ACTIVITY
Reproduce the listing exactly, so that no line differs from the original.

#### GIVEN RECORDS ####

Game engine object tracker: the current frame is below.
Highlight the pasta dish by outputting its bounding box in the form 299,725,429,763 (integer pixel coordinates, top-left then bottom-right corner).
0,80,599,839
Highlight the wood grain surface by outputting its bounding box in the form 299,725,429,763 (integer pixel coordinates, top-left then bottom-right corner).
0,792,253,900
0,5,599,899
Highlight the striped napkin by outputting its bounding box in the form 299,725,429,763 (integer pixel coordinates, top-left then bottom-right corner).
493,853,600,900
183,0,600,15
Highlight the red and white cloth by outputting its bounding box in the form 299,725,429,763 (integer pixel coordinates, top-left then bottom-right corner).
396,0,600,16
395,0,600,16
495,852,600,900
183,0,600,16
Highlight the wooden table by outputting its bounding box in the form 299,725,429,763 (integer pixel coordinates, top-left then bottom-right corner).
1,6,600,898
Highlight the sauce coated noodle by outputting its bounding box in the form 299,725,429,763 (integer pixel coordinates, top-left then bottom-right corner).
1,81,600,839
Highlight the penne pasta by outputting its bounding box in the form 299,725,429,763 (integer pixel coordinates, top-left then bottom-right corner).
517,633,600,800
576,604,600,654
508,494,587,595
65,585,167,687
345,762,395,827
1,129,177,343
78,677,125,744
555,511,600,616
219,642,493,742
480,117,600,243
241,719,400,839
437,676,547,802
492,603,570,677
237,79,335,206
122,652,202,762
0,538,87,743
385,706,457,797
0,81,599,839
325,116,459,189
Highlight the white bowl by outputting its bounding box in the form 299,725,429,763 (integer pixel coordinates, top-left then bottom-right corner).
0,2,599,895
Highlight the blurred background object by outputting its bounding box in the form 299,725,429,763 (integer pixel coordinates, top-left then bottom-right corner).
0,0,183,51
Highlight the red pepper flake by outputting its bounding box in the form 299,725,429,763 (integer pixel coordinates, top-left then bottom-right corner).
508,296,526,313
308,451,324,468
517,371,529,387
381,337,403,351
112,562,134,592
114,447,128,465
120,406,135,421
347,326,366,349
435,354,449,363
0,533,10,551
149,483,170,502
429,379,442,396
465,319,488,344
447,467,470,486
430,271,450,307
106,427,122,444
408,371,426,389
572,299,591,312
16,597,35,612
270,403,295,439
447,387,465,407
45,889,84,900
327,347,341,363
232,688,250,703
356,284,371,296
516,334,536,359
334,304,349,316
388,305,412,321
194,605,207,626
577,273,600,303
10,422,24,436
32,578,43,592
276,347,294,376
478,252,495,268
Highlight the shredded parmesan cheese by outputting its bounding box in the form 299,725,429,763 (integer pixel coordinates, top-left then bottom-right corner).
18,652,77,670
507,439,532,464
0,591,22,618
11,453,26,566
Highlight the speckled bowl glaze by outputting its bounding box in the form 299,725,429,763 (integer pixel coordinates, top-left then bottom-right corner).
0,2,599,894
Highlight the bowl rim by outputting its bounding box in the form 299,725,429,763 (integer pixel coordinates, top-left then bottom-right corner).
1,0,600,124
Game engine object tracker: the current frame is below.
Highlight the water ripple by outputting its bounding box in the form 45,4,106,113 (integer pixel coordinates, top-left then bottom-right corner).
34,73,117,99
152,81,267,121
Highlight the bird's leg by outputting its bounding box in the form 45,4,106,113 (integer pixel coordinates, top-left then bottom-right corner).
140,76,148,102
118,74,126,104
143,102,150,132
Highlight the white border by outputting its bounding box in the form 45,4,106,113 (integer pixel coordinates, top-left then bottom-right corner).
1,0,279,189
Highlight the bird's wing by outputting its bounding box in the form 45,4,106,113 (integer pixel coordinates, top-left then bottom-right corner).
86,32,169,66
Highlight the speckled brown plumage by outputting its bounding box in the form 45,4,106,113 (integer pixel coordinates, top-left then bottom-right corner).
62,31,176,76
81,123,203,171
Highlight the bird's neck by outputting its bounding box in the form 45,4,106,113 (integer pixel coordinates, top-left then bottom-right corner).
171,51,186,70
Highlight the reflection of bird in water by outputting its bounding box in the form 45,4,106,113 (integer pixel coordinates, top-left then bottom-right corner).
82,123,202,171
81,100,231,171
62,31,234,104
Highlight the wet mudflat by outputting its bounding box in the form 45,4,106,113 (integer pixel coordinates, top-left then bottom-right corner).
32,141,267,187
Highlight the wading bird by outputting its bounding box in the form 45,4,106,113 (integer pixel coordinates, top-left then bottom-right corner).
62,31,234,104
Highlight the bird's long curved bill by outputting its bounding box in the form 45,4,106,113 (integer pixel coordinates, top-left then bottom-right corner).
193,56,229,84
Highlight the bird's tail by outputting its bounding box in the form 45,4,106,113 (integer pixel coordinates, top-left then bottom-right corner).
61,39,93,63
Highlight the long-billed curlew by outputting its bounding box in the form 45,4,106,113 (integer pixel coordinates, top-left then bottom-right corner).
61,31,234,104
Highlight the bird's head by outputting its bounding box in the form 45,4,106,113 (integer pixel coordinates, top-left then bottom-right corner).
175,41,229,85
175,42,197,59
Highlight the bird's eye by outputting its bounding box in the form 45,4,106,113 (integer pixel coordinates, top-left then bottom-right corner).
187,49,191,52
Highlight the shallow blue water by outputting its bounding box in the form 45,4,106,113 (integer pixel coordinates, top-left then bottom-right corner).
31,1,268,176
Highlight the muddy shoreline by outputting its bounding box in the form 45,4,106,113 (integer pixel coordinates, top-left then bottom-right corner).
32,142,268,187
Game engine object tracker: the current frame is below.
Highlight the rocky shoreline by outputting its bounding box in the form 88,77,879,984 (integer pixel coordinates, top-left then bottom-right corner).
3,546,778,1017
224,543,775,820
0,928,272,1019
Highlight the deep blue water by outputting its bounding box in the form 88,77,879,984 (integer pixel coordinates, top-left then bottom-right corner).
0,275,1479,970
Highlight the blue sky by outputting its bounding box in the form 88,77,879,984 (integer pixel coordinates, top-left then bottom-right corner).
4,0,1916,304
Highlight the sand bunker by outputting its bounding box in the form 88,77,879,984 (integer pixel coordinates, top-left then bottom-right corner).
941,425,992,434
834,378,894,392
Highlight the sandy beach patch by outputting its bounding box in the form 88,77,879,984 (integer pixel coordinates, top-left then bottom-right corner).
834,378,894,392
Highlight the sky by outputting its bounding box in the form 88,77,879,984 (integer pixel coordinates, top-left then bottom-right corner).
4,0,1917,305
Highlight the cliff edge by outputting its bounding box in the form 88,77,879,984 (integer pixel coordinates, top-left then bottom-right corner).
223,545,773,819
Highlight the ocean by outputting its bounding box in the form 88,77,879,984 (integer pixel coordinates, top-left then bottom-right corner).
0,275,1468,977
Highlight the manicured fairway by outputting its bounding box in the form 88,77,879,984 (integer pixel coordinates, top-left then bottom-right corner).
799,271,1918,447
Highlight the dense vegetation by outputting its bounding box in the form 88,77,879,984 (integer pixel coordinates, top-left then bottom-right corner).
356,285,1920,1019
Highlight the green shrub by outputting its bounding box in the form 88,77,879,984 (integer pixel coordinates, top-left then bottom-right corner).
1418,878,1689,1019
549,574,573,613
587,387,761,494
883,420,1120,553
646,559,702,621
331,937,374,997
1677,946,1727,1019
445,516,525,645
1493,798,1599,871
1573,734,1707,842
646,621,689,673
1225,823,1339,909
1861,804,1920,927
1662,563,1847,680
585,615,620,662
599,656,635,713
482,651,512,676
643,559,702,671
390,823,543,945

####

EXERCISE OUTPUT
Game engine object tracker: the current frame is below.
Highlight the pasta dish by outputting its bounding box in the form 299,725,429,763 (integer pixel coordinates, top-left then bottom-right corner).
0,80,599,839
Highlight the wood grain surface by outputting its bounding box in the form 299,725,429,763 (integer pixel coordinates, top-left then bottom-right corner).
0,792,253,900
0,5,599,899
Highlight the striped napkin by outputting its bounding box in the form 299,725,429,763 (integer pixel coordinates, top-left then bottom-right corner).
493,853,600,900
183,0,600,15
Highlight the red and white cloth by outputting its bounding box in the form 299,725,429,763 (integer pixel coordinates, top-left then bottom-right corner).
396,0,600,16
395,0,600,16
495,852,600,900
183,0,600,16
Highlight the wooden table by outputting its bounding box in the form 299,725,429,763 (integer pixel coordinates, top-left then bottom-right corner).
1,6,600,898
Highlight the sauce coated noodle by outputting its bounding box in the form 299,725,429,763 (integer pixel coordinates, top-left then bottom-right corner).
1,81,600,839
Highlight the penne pasta by outputting its bounding box in the form 299,725,429,763 (integer pixel coordinates, top-left then bottom-right corner).
517,633,600,800
576,604,600,654
508,494,587,595
65,585,167,687
345,762,395,827
1,129,177,343
78,677,125,744
555,511,600,616
219,642,493,742
480,117,600,243
241,719,400,839
437,676,547,802
492,603,570,677
237,79,335,206
122,652,202,762
0,538,87,743
385,706,457,797
0,81,599,839
325,116,459,189
Highlight the white bowl by outputting its bounding box in the form 299,725,429,763 (integer pixel coordinates, top-left then bottom-right corner).
0,2,599,895
Highlight the blurred background object by outputting its bounding box in the form 299,725,429,763 (integer pixel coordinates, top-left then bottom-right corner).
0,0,183,51
Highlight the red pepper flake by outputting its bounding box in the form 299,725,429,763 (integer pixel coordinates, top-left then bottom-right corner).
508,296,526,313
308,451,324,468
517,371,529,387
381,337,403,351
112,562,134,592
114,447,128,465
120,406,135,421
347,326,366,349
435,354,449,363
0,533,10,551
149,483,170,502
429,379,442,396
465,319,488,344
447,467,470,486
430,271,450,307
106,427,122,444
408,371,426,389
572,299,591,312
16,597,35,612
270,403,295,439
447,387,465,407
45,889,84,900
327,347,341,363
232,688,250,703
356,284,371,296
516,334,536,359
334,304,349,316
388,305,412,321
194,605,207,626
577,273,600,303
10,422,24,436
32,578,43,592
276,347,294,376
478,252,495,268
Highlight the shredded parmesan cheese by outputting its bounding box in the form 299,725,429,763 (integer pixel coordinates, top-left then bottom-right corner).
18,652,77,670
507,439,532,464
0,591,22,618
11,453,26,566
Highlight the speckled bowl glaze by outputting its bounding box in the form 299,725,429,763 (integer pixel coordinates, top-left then bottom-right corner).
0,2,599,894
Highlight the bowl rim by outputting its bounding box in the form 299,725,429,763 (integer pixel coordinates, top-left then bottom-right corner).
1,0,600,124
Game engine object tracker: the current frame is below.
Highlight the water ripple by outputting its bounding box in the form 45,4,106,113 (integer pixel coordinates, top-left then bottom-right corner).
34,73,117,99
152,81,267,121
Highlight the bird's leg by outputting its bounding box in the form 45,4,106,113 (integer pixel coordinates, top-left then bottom-right corner).
140,76,148,102
118,74,126,104
143,102,150,132
Highlight the white border by outputting its bounding box in the form 45,4,106,113 (integer pixel coordinates, top-left then bottom-right corner).
1,0,279,189
Highlight the bird's wing by outputting its bounding box in the form 45,4,106,113 (integer pixel coordinates, top-left then bottom-right corner).
86,32,169,66
Highlight the speckled brown plumage by outputting its bounding box in the form 45,4,106,113 (integer pixel coordinates, top-left then bottom-right corner).
62,31,176,76
81,123,203,171
Highlight the bird's neck by outputting its bounding box in the form 45,4,106,113 (integer pixel coordinates, top-left then bottom-right corner).
171,51,186,70
Highlight the reflection of bird in water by outputting its bounding box in the form 45,4,106,113 (integer pixel coordinates, top-left then bottom-right corner).
82,123,202,171
81,100,231,171
62,31,234,104
Highlight the wet mudflat by outputting its bounding box in the form 45,4,106,113 (integer pixel coordinates, top-left then bottom-right corner).
32,141,267,187
Highlight the wading bird by outputting its bounding box in the form 45,4,106,113 (integer pixel coordinates, top-left then bottom-right corner).
62,31,234,104
Highlight the bird's long curved bill by outputting its bounding box in the form 45,4,106,113 (integer pixel coordinates, top-left then bottom-right corner).
193,56,229,84
Highlight the bird's tail by outputting its bounding box in the form 45,4,106,113 (integer pixel coordinates, top-left then bottom-right corner).
61,39,93,63
Highlight the long-billed curlew by outputting its bounding box in the form 45,4,106,113 (integer pixel coordinates, top-left then bottom-right corner).
61,31,234,104
Highlight the bird's head by outputting its bounding box in the form 45,4,106,113 (integer pixel coordinates, top-left then bottom-right corner).
175,41,229,85
175,42,197,59
Highlight the bird's eye by outputting its bounding box in the form 45,4,106,113 (integer pixel coordinates, top-left then bottom-right corner).
187,49,191,52
Highlight the shallow blue water by outputting its bounding box in the form 45,4,106,113 (integer pixel coordinates, top-left then bottom-right corner).
31,1,268,176
Highlight the muddy shoreline by outputting its bounding box in the form 45,4,106,113 (integer pixel coordinates, top-left then bottom-right corner).
32,142,268,187
Game engine object tracker: the current frame is below.
Highlight the rocky shoreline by outputting its bounding box in the form 88,77,879,984 (integer pixel coordinates, top-left then bottom-right corner).
3,546,778,1017
224,543,775,820
0,928,272,1019
Highlight the deep blue water by outputting its bounding box in the form 88,77,879,984 (integer pixel coordinates, top-left then bottom-right corner).
0,275,1479,970
Highlight the blue sky by outputting its bounding box in the form 88,77,879,984 (integer pixel coordinates, top-left then bottom-right corner).
4,0,1916,304
Highlight the sand bunker by outputting its bounding box in the form 88,77,879,984 (integer pixel coordinates, top-left then bottom-right corner).
941,425,992,434
834,378,894,392
Highlight the sandy beach patch by outputting its bounding box in the form 88,77,879,984 (integer pixel coordinates, top-left then bottom-right corner).
834,378,894,392
Highlight the sky by outputting its bounding box in the form 88,77,879,984 (integer pixel coordinates, top-left then bottom-right corner).
4,0,1917,305
Highlight the cliff edge by outputting its bounding box in the form 88,77,879,984 (integer pixel coordinates, top-left then bottom-right corner).
223,545,773,819
Highlight the ocean by outputting its bounding box in the form 88,77,879,984 (integer pixel coordinates, top-left then bottom-right corner).
0,275,1468,977
Highlight the manicured fairway by outputting its bounding box in the form 88,77,879,984 (integer pixel coordinates, top-left then bottom-right corner).
799,271,1918,447
Highlight the dense vegetation by outputting its bounding box in the form 88,77,879,984 (integer pixel coordinates, top-left then bottom-right corner).
356,285,1920,1019
Highlight the green shrub by outputting its bounding box in the form 88,77,879,984 (integer pixel coordinates, top-left then bottom-right corner).
1418,878,1689,1019
549,574,573,613
587,387,761,494
883,420,1120,553
646,559,702,621
331,937,374,997
1677,946,1727,1019
445,516,525,645
1493,798,1599,871
1573,734,1707,842
646,621,689,673
1225,823,1339,909
1861,804,1920,927
1662,563,1847,680
585,615,620,662
599,656,635,713
482,651,512,676
643,559,702,671
390,823,543,945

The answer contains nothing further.